THE PROBLEM: Can you copy the data from its first line through the line with "point(877, 26)", putting "pin" in place of every "marker" and leaving everything else as it is?

##### ITEMS #####

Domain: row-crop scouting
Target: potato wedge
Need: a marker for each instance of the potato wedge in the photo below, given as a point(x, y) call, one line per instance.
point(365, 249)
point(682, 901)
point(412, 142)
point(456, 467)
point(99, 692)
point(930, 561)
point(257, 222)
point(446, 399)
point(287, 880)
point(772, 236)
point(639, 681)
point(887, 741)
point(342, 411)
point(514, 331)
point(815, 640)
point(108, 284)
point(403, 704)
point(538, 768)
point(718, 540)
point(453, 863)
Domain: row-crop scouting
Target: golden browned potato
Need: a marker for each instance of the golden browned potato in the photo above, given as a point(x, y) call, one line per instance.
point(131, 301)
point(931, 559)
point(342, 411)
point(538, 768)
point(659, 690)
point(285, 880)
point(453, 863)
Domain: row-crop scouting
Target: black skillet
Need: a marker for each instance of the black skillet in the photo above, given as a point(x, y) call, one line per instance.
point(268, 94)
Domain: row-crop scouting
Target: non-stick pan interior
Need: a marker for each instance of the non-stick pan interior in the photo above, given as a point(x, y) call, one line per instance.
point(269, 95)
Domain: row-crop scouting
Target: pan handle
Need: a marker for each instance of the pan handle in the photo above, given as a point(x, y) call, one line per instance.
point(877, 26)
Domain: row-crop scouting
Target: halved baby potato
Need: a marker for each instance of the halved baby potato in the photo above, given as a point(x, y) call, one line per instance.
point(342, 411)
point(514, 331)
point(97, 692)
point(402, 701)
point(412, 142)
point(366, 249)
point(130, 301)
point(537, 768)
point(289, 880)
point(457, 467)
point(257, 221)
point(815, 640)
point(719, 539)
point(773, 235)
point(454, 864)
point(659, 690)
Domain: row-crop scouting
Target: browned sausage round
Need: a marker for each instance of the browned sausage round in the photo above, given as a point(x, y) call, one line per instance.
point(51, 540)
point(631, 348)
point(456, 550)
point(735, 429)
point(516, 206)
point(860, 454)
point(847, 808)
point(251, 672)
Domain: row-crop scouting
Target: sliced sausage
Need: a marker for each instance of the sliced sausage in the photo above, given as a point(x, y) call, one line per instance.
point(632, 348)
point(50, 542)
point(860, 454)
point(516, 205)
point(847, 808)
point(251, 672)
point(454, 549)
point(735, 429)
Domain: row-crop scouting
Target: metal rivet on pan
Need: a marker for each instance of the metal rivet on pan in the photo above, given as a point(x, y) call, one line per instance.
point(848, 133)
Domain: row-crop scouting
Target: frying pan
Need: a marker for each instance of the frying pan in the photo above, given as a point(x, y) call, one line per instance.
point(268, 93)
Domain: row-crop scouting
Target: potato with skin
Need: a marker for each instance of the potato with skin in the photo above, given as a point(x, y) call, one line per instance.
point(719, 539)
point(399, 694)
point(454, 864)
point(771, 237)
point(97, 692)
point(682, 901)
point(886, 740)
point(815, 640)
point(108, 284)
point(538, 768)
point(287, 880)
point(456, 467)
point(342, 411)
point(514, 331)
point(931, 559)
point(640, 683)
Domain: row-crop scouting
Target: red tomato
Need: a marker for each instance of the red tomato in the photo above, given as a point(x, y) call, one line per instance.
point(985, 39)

#####

OUTPUT FOR THIS TASK:
Domain: row-crop scouting
Target: potato wedge
Need: a pin for each instance of the potato wedge in the photo below, given as a point(x, y) call, one line per instance.
point(365, 249)
point(682, 901)
point(412, 142)
point(456, 467)
point(99, 692)
point(930, 561)
point(257, 222)
point(446, 399)
point(287, 880)
point(772, 236)
point(639, 681)
point(887, 741)
point(342, 411)
point(514, 331)
point(815, 640)
point(108, 284)
point(403, 704)
point(538, 768)
point(718, 540)
point(453, 863)
Domain: row-crop scouting
Target: golden browned potato
Need: a pin for each instance of the golden browned potato in the photo above, given as a point(x, y) call, one line per instance.
point(131, 301)
point(931, 559)
point(342, 411)
point(538, 768)
point(659, 690)
point(285, 880)
point(453, 863)
Domain: row-crop scouting
Target: black skillet
Need: a pin for each instance of the black skillet in the photo above, given as a point(x, y) call, one line per instance.
point(268, 94)
Domain: row-crop scouting
Target: non-stick pan interior
Need: a pin for each instance of the non-stick pan interior in the photo above, given as a point(x, y) call, one line per instance.
point(269, 95)
Domain: row-crop scouting
Target: pan handle
Need: a pin for each instance of the pan handle in the photo above, given as a point(x, y) call, one line per instance.
point(877, 26)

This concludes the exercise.